WHAT YOU WILL DO: Take the records below and extract, word for word, the lines from the one containing "of the blonde" through the final line, inclusive. Omit pictures.

Image object location entries
────────────────────────────────────────

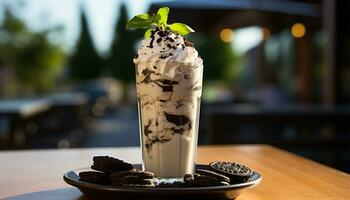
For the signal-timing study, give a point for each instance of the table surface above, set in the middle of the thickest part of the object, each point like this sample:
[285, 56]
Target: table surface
[285, 175]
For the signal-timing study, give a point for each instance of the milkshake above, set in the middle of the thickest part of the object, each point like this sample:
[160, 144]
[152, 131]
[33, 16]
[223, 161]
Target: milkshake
[169, 87]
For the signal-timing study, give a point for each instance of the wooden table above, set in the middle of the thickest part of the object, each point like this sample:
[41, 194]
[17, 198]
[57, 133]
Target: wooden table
[285, 176]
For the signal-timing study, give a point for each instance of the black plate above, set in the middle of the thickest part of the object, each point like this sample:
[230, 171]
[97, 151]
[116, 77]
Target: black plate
[111, 192]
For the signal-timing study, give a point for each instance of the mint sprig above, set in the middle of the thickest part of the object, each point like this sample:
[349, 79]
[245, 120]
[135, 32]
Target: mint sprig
[150, 22]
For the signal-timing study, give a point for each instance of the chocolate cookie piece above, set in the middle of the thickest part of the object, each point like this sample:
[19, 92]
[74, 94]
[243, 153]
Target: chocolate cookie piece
[135, 178]
[236, 172]
[213, 175]
[133, 173]
[109, 164]
[175, 184]
[198, 180]
[94, 177]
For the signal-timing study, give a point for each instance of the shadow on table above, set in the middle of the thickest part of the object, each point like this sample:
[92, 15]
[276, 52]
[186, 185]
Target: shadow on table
[56, 194]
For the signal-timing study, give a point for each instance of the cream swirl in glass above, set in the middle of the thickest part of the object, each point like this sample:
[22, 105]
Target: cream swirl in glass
[169, 87]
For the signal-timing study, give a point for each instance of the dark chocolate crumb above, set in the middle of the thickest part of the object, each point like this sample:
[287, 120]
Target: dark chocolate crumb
[178, 130]
[178, 120]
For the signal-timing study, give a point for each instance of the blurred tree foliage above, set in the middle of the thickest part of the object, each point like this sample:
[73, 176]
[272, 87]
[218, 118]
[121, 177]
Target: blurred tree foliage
[123, 49]
[33, 58]
[85, 63]
[218, 57]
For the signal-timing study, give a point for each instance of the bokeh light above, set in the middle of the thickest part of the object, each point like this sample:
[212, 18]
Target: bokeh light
[298, 30]
[226, 35]
[266, 32]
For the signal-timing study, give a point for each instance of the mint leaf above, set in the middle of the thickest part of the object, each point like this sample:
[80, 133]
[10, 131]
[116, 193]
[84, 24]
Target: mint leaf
[148, 33]
[181, 28]
[163, 13]
[155, 18]
[139, 21]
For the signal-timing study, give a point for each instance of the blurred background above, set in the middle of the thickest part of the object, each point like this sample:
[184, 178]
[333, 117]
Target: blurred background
[276, 72]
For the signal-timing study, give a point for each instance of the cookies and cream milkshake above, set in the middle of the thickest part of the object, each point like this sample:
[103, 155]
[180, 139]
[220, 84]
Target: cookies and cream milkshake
[169, 87]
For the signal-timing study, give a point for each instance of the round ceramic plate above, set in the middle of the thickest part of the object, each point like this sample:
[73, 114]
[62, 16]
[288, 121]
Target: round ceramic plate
[96, 191]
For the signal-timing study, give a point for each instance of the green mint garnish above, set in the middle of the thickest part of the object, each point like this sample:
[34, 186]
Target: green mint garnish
[150, 22]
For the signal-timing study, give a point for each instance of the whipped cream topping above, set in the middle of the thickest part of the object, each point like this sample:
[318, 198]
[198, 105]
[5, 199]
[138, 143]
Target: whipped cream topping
[164, 51]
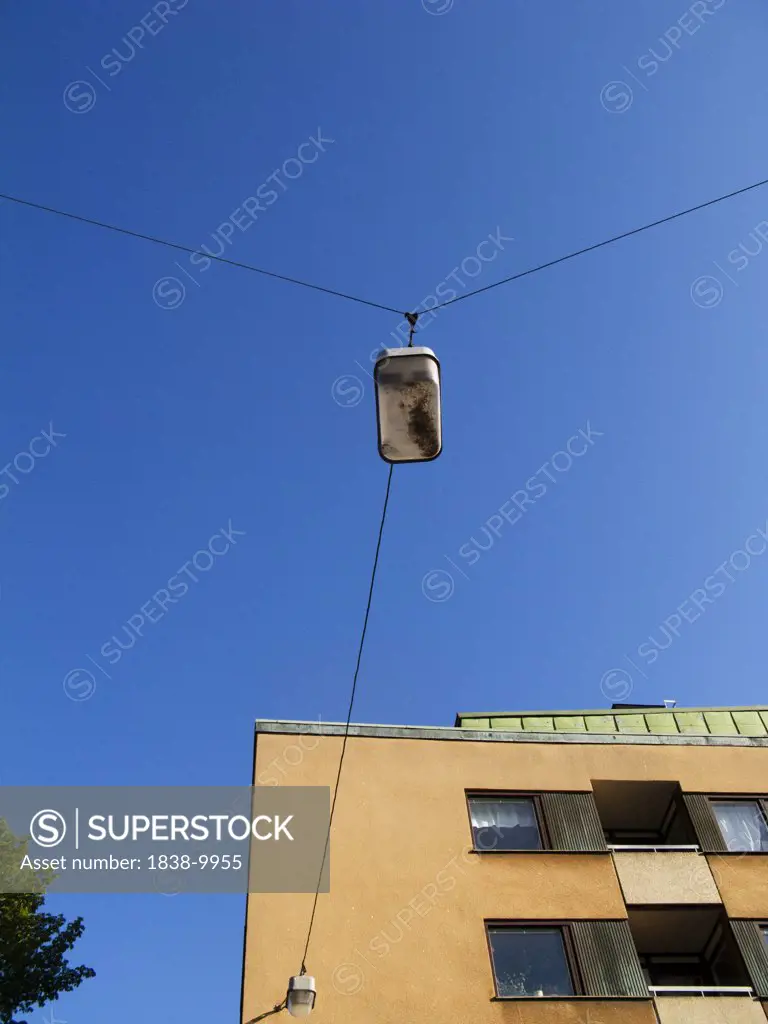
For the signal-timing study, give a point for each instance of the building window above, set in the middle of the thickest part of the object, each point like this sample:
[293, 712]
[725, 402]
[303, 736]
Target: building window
[741, 824]
[504, 823]
[530, 962]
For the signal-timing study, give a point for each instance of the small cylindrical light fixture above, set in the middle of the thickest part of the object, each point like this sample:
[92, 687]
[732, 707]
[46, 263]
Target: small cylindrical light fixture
[408, 404]
[301, 995]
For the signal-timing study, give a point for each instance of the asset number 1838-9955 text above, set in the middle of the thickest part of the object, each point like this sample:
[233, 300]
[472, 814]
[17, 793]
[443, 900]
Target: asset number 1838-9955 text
[183, 862]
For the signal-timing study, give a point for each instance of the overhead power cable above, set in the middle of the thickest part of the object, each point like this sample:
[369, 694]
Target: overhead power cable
[379, 305]
[198, 252]
[349, 715]
[600, 245]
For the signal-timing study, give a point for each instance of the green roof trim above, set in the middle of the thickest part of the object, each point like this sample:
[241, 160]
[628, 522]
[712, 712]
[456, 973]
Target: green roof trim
[691, 721]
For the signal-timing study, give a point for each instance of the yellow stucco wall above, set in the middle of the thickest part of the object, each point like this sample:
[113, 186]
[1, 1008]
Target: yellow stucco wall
[742, 882]
[400, 936]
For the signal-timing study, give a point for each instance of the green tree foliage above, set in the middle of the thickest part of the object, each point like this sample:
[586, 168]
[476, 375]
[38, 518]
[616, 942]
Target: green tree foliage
[34, 969]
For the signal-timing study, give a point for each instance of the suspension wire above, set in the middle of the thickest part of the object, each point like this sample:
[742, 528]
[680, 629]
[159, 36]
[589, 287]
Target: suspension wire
[600, 245]
[378, 305]
[349, 715]
[197, 252]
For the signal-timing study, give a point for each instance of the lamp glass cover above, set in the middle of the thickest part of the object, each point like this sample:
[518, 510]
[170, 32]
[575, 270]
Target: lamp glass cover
[408, 401]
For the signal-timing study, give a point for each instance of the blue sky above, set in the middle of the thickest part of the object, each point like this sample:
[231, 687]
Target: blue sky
[238, 408]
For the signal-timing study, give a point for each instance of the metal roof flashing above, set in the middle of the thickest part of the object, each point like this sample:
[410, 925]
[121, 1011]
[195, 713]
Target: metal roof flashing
[361, 730]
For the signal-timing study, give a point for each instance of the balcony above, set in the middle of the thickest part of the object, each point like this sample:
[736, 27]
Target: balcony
[707, 1006]
[654, 847]
[693, 967]
[666, 876]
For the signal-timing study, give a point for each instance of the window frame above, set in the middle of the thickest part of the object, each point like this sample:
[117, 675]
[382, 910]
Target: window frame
[571, 961]
[758, 799]
[536, 801]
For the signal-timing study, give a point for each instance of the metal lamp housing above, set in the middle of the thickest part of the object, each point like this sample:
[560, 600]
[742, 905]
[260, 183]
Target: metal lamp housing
[409, 404]
[301, 995]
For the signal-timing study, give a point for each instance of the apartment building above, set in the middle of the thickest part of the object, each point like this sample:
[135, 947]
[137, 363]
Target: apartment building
[589, 866]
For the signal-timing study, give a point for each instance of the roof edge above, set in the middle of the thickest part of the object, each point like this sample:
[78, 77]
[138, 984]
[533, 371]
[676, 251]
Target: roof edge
[501, 735]
[600, 711]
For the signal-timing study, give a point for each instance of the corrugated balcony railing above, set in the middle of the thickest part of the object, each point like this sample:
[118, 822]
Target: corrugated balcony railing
[707, 1006]
[664, 876]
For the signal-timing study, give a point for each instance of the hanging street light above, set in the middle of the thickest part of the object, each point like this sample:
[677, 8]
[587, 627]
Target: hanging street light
[409, 402]
[301, 995]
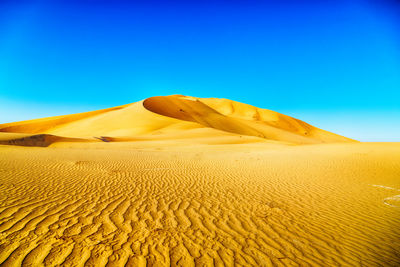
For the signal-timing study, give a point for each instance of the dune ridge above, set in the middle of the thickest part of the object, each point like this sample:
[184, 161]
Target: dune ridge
[174, 114]
[185, 181]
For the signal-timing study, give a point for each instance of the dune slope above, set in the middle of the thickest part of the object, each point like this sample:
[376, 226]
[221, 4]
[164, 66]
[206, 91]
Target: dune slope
[173, 114]
[321, 205]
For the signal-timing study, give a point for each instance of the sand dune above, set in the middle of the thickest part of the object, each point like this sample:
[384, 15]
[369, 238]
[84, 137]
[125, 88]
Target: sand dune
[183, 181]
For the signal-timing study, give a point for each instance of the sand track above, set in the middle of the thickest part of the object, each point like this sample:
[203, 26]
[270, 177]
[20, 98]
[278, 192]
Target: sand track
[102, 206]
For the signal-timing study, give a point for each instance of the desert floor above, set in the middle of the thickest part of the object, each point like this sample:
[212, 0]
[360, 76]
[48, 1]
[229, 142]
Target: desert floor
[243, 204]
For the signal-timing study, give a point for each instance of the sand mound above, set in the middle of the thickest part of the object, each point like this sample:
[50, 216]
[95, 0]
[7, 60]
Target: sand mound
[185, 181]
[176, 114]
[293, 206]
[39, 140]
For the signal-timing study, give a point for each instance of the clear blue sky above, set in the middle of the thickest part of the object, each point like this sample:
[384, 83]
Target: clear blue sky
[334, 64]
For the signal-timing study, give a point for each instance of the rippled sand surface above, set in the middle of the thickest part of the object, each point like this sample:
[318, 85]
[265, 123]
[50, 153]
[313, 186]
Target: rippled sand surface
[229, 204]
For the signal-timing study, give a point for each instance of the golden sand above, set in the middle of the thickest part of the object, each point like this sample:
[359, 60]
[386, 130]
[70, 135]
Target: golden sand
[188, 181]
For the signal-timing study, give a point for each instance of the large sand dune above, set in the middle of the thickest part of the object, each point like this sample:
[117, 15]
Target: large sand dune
[188, 181]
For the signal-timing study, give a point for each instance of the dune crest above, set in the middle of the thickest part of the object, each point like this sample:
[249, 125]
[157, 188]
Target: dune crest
[175, 114]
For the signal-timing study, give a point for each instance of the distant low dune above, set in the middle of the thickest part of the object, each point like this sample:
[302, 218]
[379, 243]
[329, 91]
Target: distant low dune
[185, 181]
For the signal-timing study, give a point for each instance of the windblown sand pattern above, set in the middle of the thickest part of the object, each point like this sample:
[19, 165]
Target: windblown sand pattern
[195, 192]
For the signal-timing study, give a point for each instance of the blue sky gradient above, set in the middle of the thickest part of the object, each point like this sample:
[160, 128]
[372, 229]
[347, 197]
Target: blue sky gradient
[334, 64]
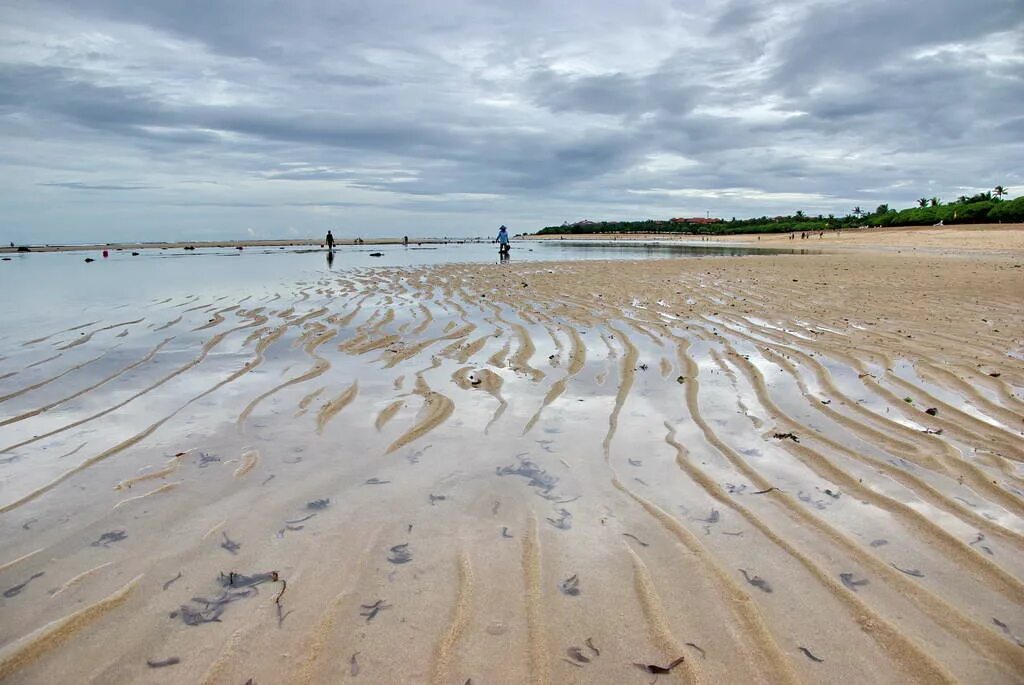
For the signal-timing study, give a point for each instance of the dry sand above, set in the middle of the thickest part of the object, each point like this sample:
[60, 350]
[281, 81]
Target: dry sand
[799, 468]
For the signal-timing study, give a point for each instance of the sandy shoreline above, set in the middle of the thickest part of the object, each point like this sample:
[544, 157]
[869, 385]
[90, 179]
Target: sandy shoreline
[780, 468]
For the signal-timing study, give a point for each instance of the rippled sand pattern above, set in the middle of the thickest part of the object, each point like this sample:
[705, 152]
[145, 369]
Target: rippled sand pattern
[778, 469]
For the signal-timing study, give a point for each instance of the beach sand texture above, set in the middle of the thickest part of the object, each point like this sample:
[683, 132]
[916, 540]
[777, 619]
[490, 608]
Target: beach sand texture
[778, 469]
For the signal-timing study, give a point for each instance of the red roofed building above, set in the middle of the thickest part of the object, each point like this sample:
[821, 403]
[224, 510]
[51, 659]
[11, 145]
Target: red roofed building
[695, 219]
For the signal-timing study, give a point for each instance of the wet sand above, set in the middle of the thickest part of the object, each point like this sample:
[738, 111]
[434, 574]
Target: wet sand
[787, 468]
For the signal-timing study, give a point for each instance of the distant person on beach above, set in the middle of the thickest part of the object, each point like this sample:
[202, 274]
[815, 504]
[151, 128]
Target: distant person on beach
[503, 241]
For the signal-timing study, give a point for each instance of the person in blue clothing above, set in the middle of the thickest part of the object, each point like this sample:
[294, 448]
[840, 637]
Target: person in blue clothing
[503, 241]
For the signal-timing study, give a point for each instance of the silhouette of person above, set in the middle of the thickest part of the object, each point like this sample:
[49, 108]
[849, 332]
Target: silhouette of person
[503, 241]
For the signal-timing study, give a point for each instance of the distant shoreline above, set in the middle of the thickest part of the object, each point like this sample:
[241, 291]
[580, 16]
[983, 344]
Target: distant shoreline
[983, 237]
[179, 245]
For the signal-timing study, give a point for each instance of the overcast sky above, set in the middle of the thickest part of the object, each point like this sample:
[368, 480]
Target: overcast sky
[154, 120]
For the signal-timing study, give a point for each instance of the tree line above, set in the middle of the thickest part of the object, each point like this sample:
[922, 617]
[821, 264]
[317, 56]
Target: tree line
[989, 207]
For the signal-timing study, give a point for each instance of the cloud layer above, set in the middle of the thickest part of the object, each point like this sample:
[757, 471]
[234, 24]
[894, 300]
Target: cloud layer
[123, 120]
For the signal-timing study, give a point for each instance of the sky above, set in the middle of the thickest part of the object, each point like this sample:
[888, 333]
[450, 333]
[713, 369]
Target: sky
[137, 120]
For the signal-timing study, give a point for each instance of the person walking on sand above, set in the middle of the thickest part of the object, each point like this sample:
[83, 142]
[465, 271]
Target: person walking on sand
[503, 241]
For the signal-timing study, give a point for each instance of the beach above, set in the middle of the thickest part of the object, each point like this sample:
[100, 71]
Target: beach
[769, 468]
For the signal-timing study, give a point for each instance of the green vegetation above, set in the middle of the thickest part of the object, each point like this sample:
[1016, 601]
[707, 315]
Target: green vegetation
[981, 208]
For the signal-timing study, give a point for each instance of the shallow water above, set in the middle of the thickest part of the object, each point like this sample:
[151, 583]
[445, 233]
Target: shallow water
[427, 457]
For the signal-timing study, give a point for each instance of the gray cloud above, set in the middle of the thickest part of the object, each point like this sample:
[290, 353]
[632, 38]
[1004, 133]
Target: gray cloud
[79, 185]
[408, 117]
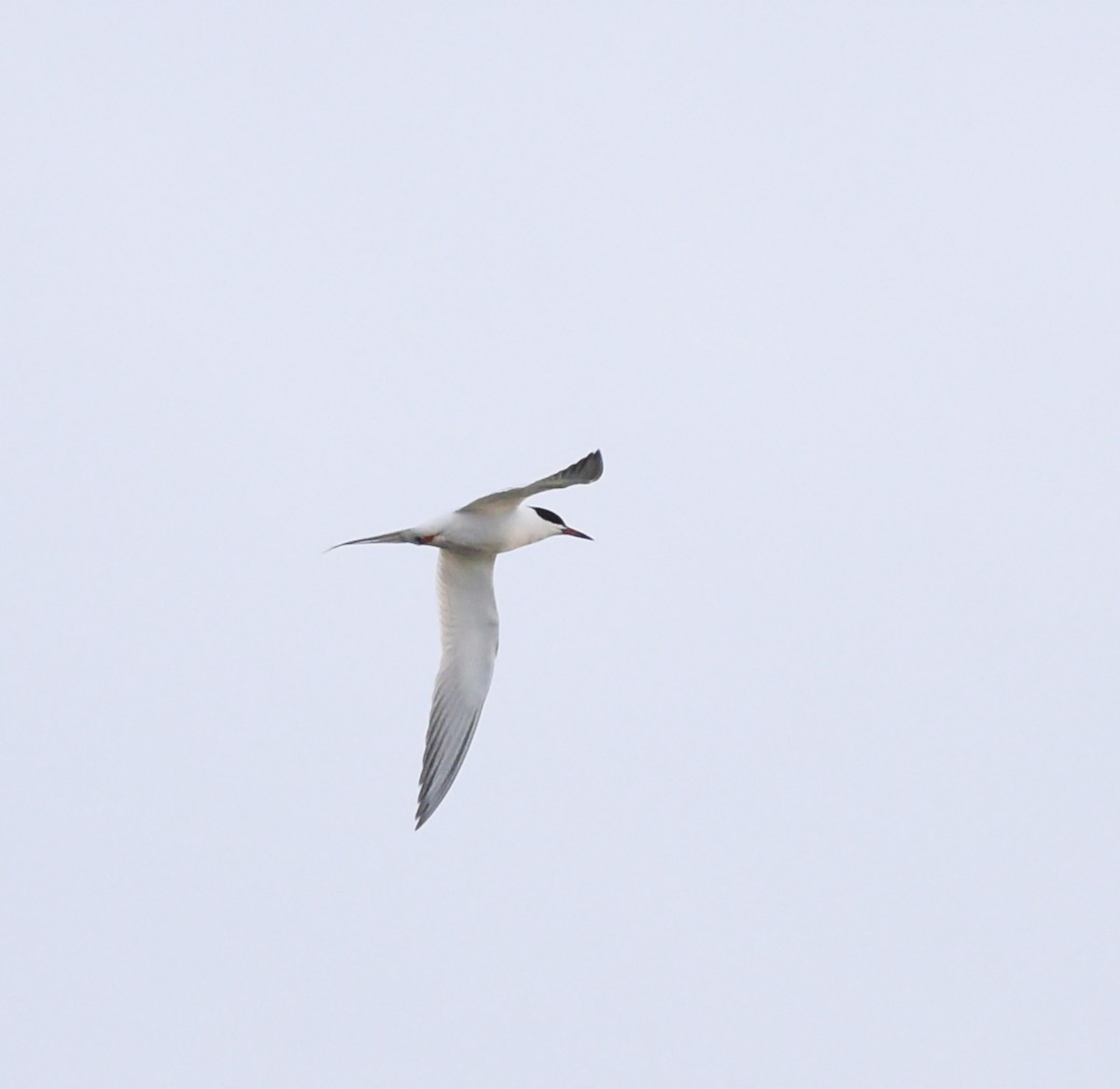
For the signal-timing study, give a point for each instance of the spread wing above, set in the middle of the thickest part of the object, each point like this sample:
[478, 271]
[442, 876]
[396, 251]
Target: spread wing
[582, 472]
[469, 619]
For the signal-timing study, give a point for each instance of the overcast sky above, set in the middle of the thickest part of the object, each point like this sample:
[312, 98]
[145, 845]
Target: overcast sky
[802, 775]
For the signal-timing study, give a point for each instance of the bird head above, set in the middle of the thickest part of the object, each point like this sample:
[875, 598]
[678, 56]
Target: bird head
[555, 524]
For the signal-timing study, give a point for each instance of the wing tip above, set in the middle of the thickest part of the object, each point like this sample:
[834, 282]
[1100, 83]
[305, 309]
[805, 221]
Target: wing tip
[591, 468]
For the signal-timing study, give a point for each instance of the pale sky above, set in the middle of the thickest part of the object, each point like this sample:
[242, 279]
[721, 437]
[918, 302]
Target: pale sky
[802, 775]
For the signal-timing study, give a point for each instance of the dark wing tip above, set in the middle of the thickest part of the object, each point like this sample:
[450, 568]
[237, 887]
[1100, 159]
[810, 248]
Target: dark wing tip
[589, 468]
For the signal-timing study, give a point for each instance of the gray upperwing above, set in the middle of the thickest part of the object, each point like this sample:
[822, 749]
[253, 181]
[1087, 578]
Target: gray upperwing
[586, 470]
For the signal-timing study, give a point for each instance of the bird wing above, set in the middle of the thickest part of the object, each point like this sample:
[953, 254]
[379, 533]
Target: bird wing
[582, 472]
[469, 620]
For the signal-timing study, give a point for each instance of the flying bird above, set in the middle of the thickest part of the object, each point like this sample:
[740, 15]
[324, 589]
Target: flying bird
[469, 540]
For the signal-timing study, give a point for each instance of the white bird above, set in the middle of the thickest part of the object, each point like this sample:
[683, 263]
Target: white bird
[469, 540]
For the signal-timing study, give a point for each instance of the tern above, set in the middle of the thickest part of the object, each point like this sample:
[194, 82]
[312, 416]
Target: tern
[469, 540]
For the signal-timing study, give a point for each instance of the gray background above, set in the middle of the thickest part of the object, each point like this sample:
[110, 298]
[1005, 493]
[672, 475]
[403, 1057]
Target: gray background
[804, 775]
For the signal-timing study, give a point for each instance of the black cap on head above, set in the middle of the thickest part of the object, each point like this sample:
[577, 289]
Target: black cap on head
[549, 515]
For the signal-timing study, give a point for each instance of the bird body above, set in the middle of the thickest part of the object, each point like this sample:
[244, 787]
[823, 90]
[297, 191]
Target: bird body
[469, 540]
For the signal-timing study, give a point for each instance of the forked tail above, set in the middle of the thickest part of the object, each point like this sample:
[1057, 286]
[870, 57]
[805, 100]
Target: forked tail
[401, 537]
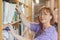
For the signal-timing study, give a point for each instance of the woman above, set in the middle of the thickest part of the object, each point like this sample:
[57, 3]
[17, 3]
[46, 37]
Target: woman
[44, 30]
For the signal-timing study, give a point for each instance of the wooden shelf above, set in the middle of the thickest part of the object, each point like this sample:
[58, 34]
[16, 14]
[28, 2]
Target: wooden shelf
[15, 22]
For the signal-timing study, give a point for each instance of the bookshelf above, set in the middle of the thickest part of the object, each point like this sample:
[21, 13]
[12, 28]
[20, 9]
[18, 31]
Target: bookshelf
[24, 5]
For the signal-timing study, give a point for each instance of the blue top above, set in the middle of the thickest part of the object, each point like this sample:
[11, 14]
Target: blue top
[48, 34]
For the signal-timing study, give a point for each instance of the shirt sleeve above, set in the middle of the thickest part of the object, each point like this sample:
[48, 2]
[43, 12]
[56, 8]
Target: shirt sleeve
[42, 38]
[35, 27]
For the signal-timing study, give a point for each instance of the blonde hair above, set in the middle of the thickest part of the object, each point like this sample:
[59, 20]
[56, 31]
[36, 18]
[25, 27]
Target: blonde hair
[47, 9]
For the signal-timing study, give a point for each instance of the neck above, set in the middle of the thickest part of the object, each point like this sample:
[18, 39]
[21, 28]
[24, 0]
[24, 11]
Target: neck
[45, 26]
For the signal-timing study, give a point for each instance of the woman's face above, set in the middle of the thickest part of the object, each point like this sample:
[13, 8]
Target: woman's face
[45, 17]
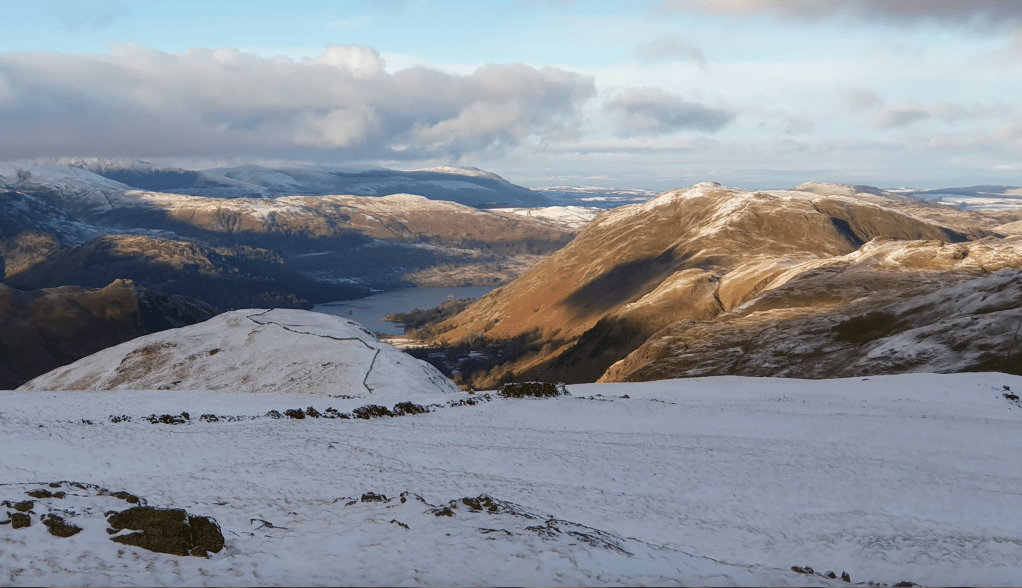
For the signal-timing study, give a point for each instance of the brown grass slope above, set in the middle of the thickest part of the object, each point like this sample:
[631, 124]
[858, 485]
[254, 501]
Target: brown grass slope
[693, 256]
[44, 329]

────────────────────────────────────────

COMPLETE RESPONSE:
For the signal-timing study, give a point for each instance of the blonde hair above, set in the middle of the thickest part of the object, each point like this sample:
[59, 20]
[56, 31]
[36, 18]
[25, 27]
Target: blonde hair
[47, 9]
For the signal-timing study, give a point for each instance of the neck above, set in the middle of the thickest part of the object, each point like this sample:
[18, 39]
[21, 28]
[24, 0]
[24, 11]
Target: neck
[45, 26]
For the signal-timing study, give a point for each instance of the woman's face above, set in the middle of the thickest part of the object, each point like this sample:
[13, 8]
Target: woman's face
[45, 17]
For the signal-timing study, give a point for each instance of the brown grass slope above, set in the middle of the thickest part of the object, each point like this sample:
[631, 124]
[858, 485]
[254, 501]
Target: brown grass slope
[693, 256]
[44, 329]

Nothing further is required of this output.